On a flight home from Vegas a few years ago I browsed the household tips Q&A section of a Reader’s Digest. I couldn’t believe it when I spotted a question submitted by a good friend of mine. When I got back in town, I called her excitedly to say I’d seen her name in the Digest.

Her reply surprised me: "Well, that wasn’t actually me who submitted it. My cousin works there and she needed a name to put with a question that they wrote themselves." Evidently, this happens sometimes when editors have just the right question in mind, but nobody actually asks it. I’m of the opinion that Judith Martin (aka Miss Manners) is doing the same thing.

How else do you explain this ridiculous question that appeared in her column yesterday in the Morning Call?

Dear Miss Manners: My boss says that it is inconsiderate to the workplace to leave the top off of my 12-ounce bottle of water/tea when I am not drinking it. He has a terrible tendency to knock it over. He also claims that when customers come in to the office and I have left it on the counter that, they too, knock it over. I now have to unscrew every time I want to drink and hope that I don’t lose the lid to screw it back on. Could you please clarify what is the proper way to handle your water bottle in the office? I do not wish to be uncourteous, but I think he is just clumsy. Please advise.

Exercise 1: Echo the passage of the Miss Manners post between "On a flight" and "in the Digest.", inclusive, with no changes.

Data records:
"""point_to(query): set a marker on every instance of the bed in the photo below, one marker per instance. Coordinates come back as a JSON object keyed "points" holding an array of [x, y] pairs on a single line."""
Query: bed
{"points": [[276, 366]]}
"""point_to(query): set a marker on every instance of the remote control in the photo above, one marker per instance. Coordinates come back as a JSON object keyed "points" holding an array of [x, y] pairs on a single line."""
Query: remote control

Exercise 2: Duplicate the lines of the rows from the one holding "of the remote" through the last line of the rows, inclusive, and write nothing else.

Written solution 1:
On a flight home from Vegas a few years ago I browsed the household tips Q&A section of a Reader’s Digest. I couldn’t believe it when I spotted a question submitted by a good friend of mine. When I got back in town, I called her excitedly to say I’d seen her name in the Digest.

Written solution 2:
"""point_to(query): set a marker on every instance of the remote control in the photo above, one marker per instance. Coordinates come back as a JSON object keyed "points" holding an array of [x, y] pairs on a single line."""
Query: remote control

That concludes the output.